Goal of the exercise: Revise the entries below by changing every "pick out" to "mark" and keeping everything else the same. Leave the pictures out of your answer.

Data in this exercise:
☆ ☆ ☆ ☆ ☆

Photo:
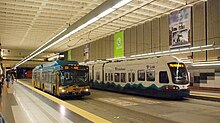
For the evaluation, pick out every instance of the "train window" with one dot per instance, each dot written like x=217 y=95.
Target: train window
x=117 y=77
x=97 y=75
x=123 y=77
x=133 y=77
x=109 y=79
x=106 y=76
x=67 y=76
x=163 y=77
x=141 y=75
x=54 y=77
x=150 y=75
x=129 y=77
x=50 y=77
x=46 y=76
x=111 y=76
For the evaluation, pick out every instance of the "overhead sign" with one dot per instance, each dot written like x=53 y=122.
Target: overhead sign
x=69 y=55
x=180 y=28
x=86 y=52
x=119 y=44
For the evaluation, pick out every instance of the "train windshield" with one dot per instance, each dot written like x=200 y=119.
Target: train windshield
x=179 y=73
x=78 y=77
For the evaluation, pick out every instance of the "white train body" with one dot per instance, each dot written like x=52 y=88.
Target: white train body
x=164 y=77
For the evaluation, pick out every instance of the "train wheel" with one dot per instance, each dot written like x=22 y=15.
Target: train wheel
x=54 y=91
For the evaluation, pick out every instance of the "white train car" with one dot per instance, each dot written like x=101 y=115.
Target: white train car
x=162 y=77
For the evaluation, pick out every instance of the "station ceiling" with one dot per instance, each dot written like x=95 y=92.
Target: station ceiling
x=25 y=25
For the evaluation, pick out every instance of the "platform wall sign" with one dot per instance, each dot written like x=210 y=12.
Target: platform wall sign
x=119 y=44
x=69 y=55
x=180 y=28
x=86 y=52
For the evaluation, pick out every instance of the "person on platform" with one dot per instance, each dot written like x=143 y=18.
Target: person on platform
x=8 y=80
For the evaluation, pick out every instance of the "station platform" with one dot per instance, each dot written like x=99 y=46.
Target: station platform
x=21 y=103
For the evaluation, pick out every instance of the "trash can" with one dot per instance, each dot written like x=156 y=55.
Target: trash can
x=2 y=120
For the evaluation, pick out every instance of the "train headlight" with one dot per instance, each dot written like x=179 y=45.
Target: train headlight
x=63 y=90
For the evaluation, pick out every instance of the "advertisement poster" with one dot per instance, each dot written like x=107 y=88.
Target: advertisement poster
x=119 y=44
x=179 y=28
x=86 y=52
x=69 y=55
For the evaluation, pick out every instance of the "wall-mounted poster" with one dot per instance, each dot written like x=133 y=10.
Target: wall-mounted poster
x=179 y=28
x=69 y=55
x=86 y=52
x=119 y=44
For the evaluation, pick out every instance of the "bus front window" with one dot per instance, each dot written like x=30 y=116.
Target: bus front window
x=74 y=78
x=82 y=77
x=179 y=73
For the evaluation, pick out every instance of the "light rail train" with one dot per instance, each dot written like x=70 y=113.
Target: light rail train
x=160 y=77
x=62 y=78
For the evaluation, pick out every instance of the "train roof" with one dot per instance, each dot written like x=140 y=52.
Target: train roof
x=56 y=63
x=60 y=62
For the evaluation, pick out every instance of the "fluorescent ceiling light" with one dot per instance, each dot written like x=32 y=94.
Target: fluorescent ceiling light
x=198 y=65
x=161 y=5
x=121 y=3
x=179 y=1
x=106 y=12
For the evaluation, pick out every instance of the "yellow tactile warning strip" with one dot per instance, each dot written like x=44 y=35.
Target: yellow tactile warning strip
x=81 y=112
x=204 y=95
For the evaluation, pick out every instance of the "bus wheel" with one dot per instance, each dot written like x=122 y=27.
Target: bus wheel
x=54 y=91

☆ ☆ ☆ ☆ ☆

Problem solution:
Photo:
For the evaluation, mark every instance of the "train window" with one dot per instance, each dot written like x=217 y=95.
Target: train window
x=117 y=77
x=97 y=75
x=123 y=77
x=133 y=77
x=109 y=79
x=106 y=76
x=67 y=76
x=163 y=77
x=141 y=75
x=54 y=77
x=150 y=75
x=129 y=77
x=50 y=77
x=46 y=76
x=111 y=76
For the evaluation, mark every instance of the "overhead sign" with one dot per instance, each dot written like x=53 y=122.
Target: overhead sign
x=69 y=55
x=180 y=28
x=86 y=52
x=119 y=44
For the evaluation, mark every instance of the "train windshield" with one dot per instance, each dot written like x=200 y=119.
Target: train windshield
x=179 y=73
x=78 y=77
For the evaluation, mark every instance of the "white train body" with one dot per instance, each dot written like x=52 y=88.
Target: white train body
x=164 y=77
For the evaluation, mark every instance of the "train wheel" with one dot per instance, each dot written like x=22 y=15.
Target: train wheel
x=54 y=91
For the evaluation, mark every instance of the "white train car" with one dot per instance, each dot written like x=101 y=115.
Target: white train car
x=162 y=77
For the evaluation, mark every instance of the "station ceiling" with one dot per instance, each dot written like x=95 y=92.
Target: station ceiling
x=25 y=25
For the evaluation, mark every instance of the "platform wall sign" with one dot per instance, each dot written like x=210 y=12.
Target: platform wall sign
x=119 y=44
x=69 y=55
x=180 y=28
x=86 y=52
For the evaluation, mark every instance of the "person on platform" with one dot per instance, each dot written like x=143 y=18.
Target: person on platform
x=8 y=80
For the evaluation, mark every instance of the "station platform" with one dot per instance, each dot written like x=99 y=46.
Target: station platform
x=21 y=103
For the evaluation, mark every instance of the "trash can" with one dot per instance, each dot written like x=156 y=55.
Target: trash can
x=2 y=120
For the evaluation, mark every instance of the "train headlight" with one dot per instance, each dot written like x=179 y=45.
Target: train headlight
x=63 y=90
For the evaluation, mark every instance of the "advertisement poster" with one dot per instance, each dot written like x=107 y=88.
Target: advertisement poster
x=119 y=44
x=179 y=28
x=86 y=52
x=69 y=55
For the evaluation, mark every instance of the "wall-mounted poster" with one dot per instance, each dot written like x=133 y=10.
Target: wall-mounted poster
x=179 y=28
x=69 y=55
x=86 y=52
x=119 y=44
For the evaluation, mark every instance of the "bus front window" with one dot per instance, each dot written like x=30 y=116.
Target: bus front window
x=74 y=78
x=82 y=77
x=179 y=73
For the evaluation, mark every instance of the "light rail train" with one dot per instance, each dot written like x=70 y=113.
Target: light rail train
x=160 y=77
x=62 y=78
For the evaluation, mark every instance of the "train roof" with one dot per instance, each dot written like x=140 y=52.
Target: train roof
x=56 y=63
x=60 y=62
For the evaluation, mark every instance of the "fluorescent ceiling light" with one dot per instance, each dot written like x=32 y=94.
Target: fluorescent ceiling light
x=198 y=65
x=161 y=5
x=121 y=3
x=179 y=1
x=106 y=12
For the evaluation, mark every instance of the "yellow tactile warning strip" with one dot per instance, each dot written like x=44 y=35.
Target: yellow tactile warning strip
x=81 y=112
x=204 y=95
For the evaluation, mark every instance of the "bus wheel" with one dot per instance, each dot written like x=122 y=27.
Target: bus wheel
x=54 y=91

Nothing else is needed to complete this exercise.